→ **Objetivo do exercício**: Indique se cada afirmação concorda com o texto sobre o Círculo do Livro e responda sim ou não, citando literalmente as palavras do texto que decidem a questão: (a) Os livros do Círculo do Livro eram vendidos em bancas e livrarias; (b) A sócia alemã entrou com 49% do capital; (c) O associado que conseguia um novo leitor recebia brindes.

→ **Texto selecionado**:
*Sem vacinas, sem respiradores.

Sem vacinas nem respiradores.

Nosso personagem nasceu em 1973, com o nome de batismo de Círculo do Livro, graças à união estável entre a alemã Bertlemann SE &CoKGaA e a brasileira Abril Cultural. Na época, os germânicos eram o segundo conglomerado editorial do planeta e entraram com 49% do capital.

O projeto era audacioso na origem e fantasioso para o futuro. Audacioso, pela forma de colocar o produto nas mãos do consumidor, e fantasioso, porque se criara no Brasil o nefasto conceito de que brasileiro era burro e não gostava de ler.

Os livros eram impecáveis na formatação, abrangiam todos os gêneros e escritores clássicos e contemporâneos de muitos países e também do Brasil. A maioria das edições vinha com capa dura e trazia uma biografia completa do autor.

Um fato peculiar é que os livros não apareciam nas bancas nem nas livrarias. Como qualquer clube, o postulante tinha que se associar, por intercessão de outro associado que, por sua vez, recebia brindes por cada novo leitor que conseguisse.

A meu ver, esse sistema único fez com que o Círculo do Livro trabalhasse deficitariamente nos cinco primeiros anos. Mesmo assim, a sócia alemã aguentou o tranco e acreditou no sucesso que viria em 1975, quando alcançaram a marca de 250.000 sócios. Em 1978, eles dobraram essa marca.

Segundo dados oficiais, em 1983, a empresa já possuía 800.000 mil associados em 2.850 municípios brasileiros, atendidos pelo sistema de reembolso postal dos Correios e Telégrafos.

Nos dez primeiros anos, alcançaram a expressiva marca de 17 milhões de exemplares. Ora, esse quantitativo é algo a ser festejado em qualquer país desenvolvido, imaginem, então, para nós, que carregávamos na pele o estigma desagradável de sermos um povo avesso à leitura. Era um índice fantástico, sem dúvidas. O volume de vendas era de tal magnitude, que a Editora Abril teve que ampliar seu parque gráfico.

No dia 26/03/1982, recebi “Os Maias”, escrito por um tal de José Maria Eça de Queirós, como meu primeiro livro. Não parei mais.

→ **Listagem fornecida**:
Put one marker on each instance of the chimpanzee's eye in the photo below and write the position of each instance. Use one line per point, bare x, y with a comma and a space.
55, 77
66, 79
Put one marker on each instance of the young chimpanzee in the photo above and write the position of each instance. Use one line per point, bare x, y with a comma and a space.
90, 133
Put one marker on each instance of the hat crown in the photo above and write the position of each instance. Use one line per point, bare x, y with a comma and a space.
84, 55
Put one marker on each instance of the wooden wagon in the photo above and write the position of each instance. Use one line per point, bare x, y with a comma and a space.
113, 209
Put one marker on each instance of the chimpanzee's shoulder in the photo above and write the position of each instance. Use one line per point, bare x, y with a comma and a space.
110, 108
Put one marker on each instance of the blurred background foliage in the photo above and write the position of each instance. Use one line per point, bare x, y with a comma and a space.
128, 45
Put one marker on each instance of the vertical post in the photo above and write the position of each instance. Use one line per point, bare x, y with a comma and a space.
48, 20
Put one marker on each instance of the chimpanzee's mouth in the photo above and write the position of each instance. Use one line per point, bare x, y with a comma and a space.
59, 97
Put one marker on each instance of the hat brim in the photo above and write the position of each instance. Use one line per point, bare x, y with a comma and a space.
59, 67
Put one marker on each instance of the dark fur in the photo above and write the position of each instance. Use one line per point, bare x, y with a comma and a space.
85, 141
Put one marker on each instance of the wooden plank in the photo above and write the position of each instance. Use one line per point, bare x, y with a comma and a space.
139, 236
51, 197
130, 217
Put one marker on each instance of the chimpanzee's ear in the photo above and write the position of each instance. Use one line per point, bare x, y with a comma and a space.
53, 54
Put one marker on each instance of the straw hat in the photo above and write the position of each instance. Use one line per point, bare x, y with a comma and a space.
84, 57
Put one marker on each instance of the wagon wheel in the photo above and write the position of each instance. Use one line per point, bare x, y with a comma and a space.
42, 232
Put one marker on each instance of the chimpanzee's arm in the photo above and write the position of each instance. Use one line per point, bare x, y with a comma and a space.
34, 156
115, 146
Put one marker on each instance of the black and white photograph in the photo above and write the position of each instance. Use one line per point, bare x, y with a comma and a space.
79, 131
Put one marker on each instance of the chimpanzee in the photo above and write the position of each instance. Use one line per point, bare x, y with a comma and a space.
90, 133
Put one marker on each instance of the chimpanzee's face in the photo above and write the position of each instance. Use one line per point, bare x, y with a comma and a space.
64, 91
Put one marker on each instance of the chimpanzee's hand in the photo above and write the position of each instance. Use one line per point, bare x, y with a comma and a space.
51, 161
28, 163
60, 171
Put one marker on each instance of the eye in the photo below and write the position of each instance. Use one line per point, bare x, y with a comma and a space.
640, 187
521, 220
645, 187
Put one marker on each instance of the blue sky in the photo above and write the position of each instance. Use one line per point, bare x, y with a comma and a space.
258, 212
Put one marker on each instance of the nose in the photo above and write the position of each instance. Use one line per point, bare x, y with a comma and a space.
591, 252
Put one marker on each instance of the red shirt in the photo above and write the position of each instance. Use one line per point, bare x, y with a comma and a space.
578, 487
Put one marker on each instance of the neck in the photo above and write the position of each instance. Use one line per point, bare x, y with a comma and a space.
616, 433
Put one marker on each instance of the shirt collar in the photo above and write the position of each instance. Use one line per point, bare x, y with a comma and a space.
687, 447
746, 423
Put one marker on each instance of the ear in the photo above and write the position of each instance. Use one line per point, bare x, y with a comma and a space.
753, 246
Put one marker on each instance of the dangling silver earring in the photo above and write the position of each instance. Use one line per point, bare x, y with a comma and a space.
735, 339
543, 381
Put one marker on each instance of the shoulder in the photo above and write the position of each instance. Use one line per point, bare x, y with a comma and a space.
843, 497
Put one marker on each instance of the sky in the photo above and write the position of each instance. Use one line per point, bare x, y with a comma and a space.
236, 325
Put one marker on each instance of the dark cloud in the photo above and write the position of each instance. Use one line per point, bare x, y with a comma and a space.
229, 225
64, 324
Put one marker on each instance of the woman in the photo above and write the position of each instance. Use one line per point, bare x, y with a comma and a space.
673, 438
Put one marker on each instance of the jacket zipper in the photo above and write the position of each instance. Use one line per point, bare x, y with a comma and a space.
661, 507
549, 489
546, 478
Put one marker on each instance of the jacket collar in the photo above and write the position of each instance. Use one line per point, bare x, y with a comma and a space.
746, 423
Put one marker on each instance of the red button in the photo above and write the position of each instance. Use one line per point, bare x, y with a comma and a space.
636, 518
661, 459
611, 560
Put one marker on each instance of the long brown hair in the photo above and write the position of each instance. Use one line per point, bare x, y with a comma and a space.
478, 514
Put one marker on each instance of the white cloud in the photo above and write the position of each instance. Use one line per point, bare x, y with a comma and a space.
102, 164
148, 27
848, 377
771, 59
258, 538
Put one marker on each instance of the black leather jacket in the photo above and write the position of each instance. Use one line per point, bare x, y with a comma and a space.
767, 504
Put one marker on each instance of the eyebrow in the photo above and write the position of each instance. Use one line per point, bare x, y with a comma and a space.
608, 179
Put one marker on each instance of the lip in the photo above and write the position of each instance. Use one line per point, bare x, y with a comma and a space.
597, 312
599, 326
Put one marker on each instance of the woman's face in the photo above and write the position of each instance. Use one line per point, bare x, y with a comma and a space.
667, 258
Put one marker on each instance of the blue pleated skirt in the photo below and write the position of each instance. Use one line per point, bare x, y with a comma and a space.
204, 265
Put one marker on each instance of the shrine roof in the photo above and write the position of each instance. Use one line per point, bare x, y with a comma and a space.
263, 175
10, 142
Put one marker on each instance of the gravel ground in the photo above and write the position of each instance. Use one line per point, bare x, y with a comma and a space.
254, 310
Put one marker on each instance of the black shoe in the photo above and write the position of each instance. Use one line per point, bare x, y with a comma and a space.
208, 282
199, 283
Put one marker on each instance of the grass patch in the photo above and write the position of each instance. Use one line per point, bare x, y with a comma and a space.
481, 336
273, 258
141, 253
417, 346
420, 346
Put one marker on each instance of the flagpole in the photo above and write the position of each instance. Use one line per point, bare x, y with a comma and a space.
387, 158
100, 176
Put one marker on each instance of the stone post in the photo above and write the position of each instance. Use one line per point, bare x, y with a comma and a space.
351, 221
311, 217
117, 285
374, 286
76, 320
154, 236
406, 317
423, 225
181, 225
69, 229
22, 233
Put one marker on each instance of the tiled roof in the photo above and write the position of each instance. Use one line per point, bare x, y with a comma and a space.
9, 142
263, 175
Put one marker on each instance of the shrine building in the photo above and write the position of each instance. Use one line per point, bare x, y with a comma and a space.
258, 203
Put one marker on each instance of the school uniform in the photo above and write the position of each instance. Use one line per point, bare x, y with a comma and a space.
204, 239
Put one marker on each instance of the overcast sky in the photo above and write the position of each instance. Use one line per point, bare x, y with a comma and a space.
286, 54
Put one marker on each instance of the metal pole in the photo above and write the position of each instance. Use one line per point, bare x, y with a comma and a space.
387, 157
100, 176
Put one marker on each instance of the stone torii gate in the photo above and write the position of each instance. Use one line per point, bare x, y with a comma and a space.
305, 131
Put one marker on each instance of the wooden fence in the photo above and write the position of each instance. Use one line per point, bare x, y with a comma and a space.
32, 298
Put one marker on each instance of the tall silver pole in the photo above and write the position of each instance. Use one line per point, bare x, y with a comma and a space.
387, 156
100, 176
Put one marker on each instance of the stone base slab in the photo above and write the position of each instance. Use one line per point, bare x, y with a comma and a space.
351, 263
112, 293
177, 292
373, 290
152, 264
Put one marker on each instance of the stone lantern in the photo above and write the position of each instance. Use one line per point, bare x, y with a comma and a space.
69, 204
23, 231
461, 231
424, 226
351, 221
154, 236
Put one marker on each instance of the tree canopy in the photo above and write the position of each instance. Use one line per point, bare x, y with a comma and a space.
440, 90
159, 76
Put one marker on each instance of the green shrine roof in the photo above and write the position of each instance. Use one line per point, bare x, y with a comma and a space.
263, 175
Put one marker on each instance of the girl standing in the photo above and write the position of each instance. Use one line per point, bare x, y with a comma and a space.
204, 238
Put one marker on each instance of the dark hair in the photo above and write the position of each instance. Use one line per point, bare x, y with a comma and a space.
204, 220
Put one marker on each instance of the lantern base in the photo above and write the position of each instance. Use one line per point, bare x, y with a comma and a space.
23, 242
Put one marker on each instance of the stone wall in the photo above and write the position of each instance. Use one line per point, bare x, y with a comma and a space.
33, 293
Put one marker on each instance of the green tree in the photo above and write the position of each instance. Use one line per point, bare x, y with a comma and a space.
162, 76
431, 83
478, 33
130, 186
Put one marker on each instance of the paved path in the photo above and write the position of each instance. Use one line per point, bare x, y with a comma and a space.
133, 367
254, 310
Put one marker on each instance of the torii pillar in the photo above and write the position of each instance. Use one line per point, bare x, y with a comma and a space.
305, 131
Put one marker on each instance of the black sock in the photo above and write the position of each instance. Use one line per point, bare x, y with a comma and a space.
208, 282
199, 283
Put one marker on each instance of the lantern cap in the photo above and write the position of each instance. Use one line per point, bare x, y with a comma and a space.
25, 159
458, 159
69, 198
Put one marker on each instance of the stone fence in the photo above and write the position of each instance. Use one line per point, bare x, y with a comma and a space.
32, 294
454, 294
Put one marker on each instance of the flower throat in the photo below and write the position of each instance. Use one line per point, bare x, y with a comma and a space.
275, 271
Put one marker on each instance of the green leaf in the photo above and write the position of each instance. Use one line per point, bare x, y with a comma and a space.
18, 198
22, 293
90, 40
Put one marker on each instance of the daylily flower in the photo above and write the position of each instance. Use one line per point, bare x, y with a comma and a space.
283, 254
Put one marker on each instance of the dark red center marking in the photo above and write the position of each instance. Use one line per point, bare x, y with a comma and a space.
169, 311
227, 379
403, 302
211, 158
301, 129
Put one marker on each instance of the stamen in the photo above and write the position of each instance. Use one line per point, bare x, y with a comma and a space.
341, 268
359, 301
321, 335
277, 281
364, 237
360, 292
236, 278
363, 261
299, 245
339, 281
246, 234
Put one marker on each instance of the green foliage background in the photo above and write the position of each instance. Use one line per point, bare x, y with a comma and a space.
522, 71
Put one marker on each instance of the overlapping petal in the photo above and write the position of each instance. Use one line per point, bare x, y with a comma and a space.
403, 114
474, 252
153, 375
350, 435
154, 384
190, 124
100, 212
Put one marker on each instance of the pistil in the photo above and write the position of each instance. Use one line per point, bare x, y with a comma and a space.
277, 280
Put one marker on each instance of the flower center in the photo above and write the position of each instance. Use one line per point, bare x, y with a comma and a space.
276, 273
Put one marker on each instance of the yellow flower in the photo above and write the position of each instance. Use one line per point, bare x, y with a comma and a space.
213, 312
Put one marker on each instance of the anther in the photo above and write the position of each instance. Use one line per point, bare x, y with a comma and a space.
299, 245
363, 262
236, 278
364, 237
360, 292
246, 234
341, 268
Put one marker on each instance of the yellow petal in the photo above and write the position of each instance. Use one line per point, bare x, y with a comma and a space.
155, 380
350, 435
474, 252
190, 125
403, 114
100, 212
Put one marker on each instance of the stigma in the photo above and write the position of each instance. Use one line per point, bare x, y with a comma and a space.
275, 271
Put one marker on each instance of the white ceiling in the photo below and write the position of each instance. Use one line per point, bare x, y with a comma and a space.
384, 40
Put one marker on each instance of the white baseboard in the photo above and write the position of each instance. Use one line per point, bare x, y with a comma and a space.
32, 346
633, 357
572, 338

→ **Exercício resolvido**:
(a) Não: "os livros não apareciam nas bancas nem nas livrarias".
(b) Sim: "os germânicos eram o segundo conglomerado editorial do planeta e entraram com 49% do capital".
(c) Sim: "recebia brindes por cada novo leitor que conseguisse".